┌─ MATERI YANG DIBERIKAN

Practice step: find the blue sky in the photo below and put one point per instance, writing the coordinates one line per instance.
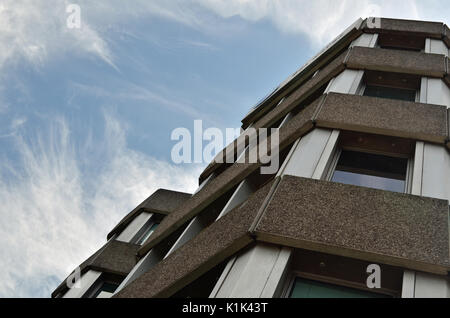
(86, 115)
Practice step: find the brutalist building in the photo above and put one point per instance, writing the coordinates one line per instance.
(359, 206)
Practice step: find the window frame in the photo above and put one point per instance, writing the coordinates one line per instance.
(362, 87)
(337, 151)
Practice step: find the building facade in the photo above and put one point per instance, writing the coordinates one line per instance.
(359, 206)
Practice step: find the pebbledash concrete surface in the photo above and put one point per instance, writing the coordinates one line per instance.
(380, 91)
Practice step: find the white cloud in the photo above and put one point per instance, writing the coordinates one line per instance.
(55, 213)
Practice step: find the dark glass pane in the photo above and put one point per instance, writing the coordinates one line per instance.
(389, 92)
(373, 171)
(304, 288)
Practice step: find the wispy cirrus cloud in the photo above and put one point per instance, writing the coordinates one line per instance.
(59, 203)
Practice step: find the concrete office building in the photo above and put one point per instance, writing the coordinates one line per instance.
(364, 179)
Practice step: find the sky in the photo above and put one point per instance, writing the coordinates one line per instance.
(86, 114)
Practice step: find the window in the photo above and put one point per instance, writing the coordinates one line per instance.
(391, 85)
(389, 92)
(373, 161)
(370, 170)
(149, 229)
(304, 288)
(319, 275)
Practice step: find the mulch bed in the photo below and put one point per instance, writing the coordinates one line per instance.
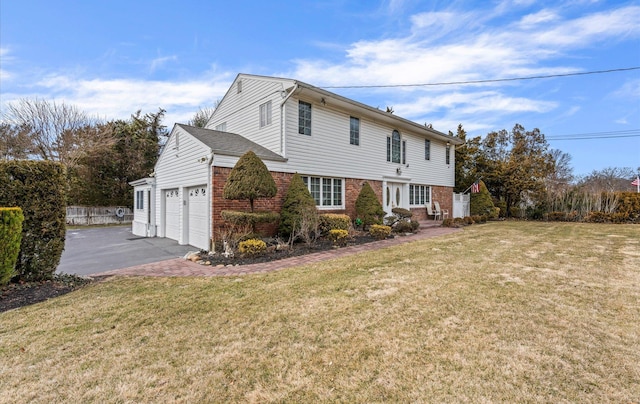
(21, 294)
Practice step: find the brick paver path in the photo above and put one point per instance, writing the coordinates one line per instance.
(183, 267)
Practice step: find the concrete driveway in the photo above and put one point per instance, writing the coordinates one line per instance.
(94, 250)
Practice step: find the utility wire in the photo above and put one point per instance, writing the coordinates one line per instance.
(623, 69)
(597, 135)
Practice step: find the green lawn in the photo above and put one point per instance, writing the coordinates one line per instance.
(509, 311)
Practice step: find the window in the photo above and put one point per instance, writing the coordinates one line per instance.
(265, 114)
(304, 118)
(327, 192)
(393, 147)
(404, 152)
(139, 200)
(354, 131)
(419, 194)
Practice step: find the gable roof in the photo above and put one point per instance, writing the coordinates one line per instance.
(229, 144)
(318, 94)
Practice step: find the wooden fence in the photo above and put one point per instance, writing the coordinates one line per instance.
(91, 215)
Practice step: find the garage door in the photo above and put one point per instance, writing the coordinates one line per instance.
(198, 217)
(172, 214)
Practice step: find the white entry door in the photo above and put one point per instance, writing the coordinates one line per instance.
(171, 213)
(393, 197)
(198, 217)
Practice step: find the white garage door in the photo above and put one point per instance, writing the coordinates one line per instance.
(198, 217)
(172, 214)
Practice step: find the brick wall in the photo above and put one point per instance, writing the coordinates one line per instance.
(444, 195)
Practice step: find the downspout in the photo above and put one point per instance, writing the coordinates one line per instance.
(212, 244)
(283, 124)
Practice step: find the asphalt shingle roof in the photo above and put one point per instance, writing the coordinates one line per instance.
(229, 144)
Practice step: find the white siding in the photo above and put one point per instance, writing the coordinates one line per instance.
(180, 167)
(241, 111)
(327, 151)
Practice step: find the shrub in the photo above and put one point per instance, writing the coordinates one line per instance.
(379, 231)
(249, 218)
(10, 238)
(368, 208)
(403, 226)
(38, 188)
(297, 202)
(481, 202)
(334, 221)
(338, 236)
(448, 222)
(252, 247)
(249, 180)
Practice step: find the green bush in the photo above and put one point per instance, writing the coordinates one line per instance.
(368, 208)
(334, 221)
(298, 205)
(403, 226)
(379, 231)
(482, 204)
(249, 180)
(39, 189)
(338, 236)
(252, 247)
(10, 237)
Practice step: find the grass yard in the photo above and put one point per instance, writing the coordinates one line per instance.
(508, 311)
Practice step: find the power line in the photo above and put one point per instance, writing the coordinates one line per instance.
(597, 135)
(448, 83)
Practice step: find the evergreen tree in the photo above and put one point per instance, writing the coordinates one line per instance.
(368, 208)
(249, 180)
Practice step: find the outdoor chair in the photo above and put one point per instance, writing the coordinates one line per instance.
(431, 212)
(443, 213)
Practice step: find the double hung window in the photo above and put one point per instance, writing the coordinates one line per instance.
(326, 192)
(304, 118)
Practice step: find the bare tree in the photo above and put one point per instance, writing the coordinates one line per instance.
(55, 129)
(201, 118)
(610, 179)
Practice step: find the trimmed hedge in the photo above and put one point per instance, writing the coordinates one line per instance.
(10, 237)
(39, 189)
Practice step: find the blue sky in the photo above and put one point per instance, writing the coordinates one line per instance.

└─

Susun baris-baris data mulai dari baris yang memuat "Practice step: find the double" hingga baris terakhir data, kedua ujungnya termasuk, sebagai tabel Markdown dengan kolom No. untuk nomor urut dan kolom Teks untuk isi barisnya. Baris kosong tidak perlu dimasukkan.

| No. | Teks |
|---|---|
| 1 | Practice step: find the double hung window in the photo above and put one point per instance, writing the coordinates one line per instance. |
| 2 | (326, 192) |
| 3 | (304, 118) |
| 4 | Practice step: find the bare tree in the photo above and put one point per instance, writing the coordinates one line per instance. |
| 5 | (55, 129) |
| 6 | (201, 118) |
| 7 | (610, 179) |
| 8 | Practice step: find the trimmed hedge in the photo above and put one point per instance, writing the coordinates one line per instance. |
| 9 | (10, 237) |
| 10 | (39, 189) |
| 11 | Practice step: find the blue sky in the photo above and put one point per instance, writing the coordinates one line per instance. |